Labels for object points
###

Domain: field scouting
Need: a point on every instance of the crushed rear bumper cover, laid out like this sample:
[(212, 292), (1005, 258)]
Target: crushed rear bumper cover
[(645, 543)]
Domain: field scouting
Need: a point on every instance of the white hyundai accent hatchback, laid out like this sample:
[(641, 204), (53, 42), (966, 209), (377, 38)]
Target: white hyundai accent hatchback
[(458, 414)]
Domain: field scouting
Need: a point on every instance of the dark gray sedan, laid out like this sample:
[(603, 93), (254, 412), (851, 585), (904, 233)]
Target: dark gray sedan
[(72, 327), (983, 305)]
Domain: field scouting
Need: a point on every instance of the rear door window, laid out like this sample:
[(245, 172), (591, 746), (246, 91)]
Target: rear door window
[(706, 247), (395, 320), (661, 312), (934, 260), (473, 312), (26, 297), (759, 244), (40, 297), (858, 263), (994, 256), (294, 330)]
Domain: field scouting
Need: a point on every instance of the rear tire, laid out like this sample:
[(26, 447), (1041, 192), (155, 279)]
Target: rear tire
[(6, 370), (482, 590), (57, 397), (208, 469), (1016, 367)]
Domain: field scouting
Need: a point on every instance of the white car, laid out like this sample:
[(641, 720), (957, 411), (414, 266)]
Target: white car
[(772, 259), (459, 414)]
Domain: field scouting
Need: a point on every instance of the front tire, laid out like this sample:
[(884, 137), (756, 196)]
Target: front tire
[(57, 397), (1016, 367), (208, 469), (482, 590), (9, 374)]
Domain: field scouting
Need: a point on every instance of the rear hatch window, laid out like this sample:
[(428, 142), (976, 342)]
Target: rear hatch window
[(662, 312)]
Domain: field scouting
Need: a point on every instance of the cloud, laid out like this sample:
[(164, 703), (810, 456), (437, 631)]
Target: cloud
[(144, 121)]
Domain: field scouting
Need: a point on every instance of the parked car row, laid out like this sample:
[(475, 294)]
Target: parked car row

###

What you are asked to do:
Reproduce the material beginning with its first line and continuing through the line that contains "[(72, 327), (983, 305)]", swapping "dark gray sedan" for "black sedan" and leaving all else unchanged.

Correct answer:
Domain: field scouting
Need: a point on every instance of the crushed rear bumper cover, laid out like this sample:
[(212, 292), (1005, 258)]
Target: crushed rear bumper cover
[(645, 543)]
Domain: field scouting
Need: a point on every instance of the white hyundai accent hatchback, laid out like this sample:
[(641, 204), (53, 42), (966, 209), (377, 38)]
Target: white hyundai accent hatchback
[(458, 414)]
Domain: field scouting
Need: a point on every instance of the black sedan, laid out like this sample:
[(603, 93), (254, 412), (851, 585), (904, 233)]
Target: black sedan
[(72, 327), (983, 305)]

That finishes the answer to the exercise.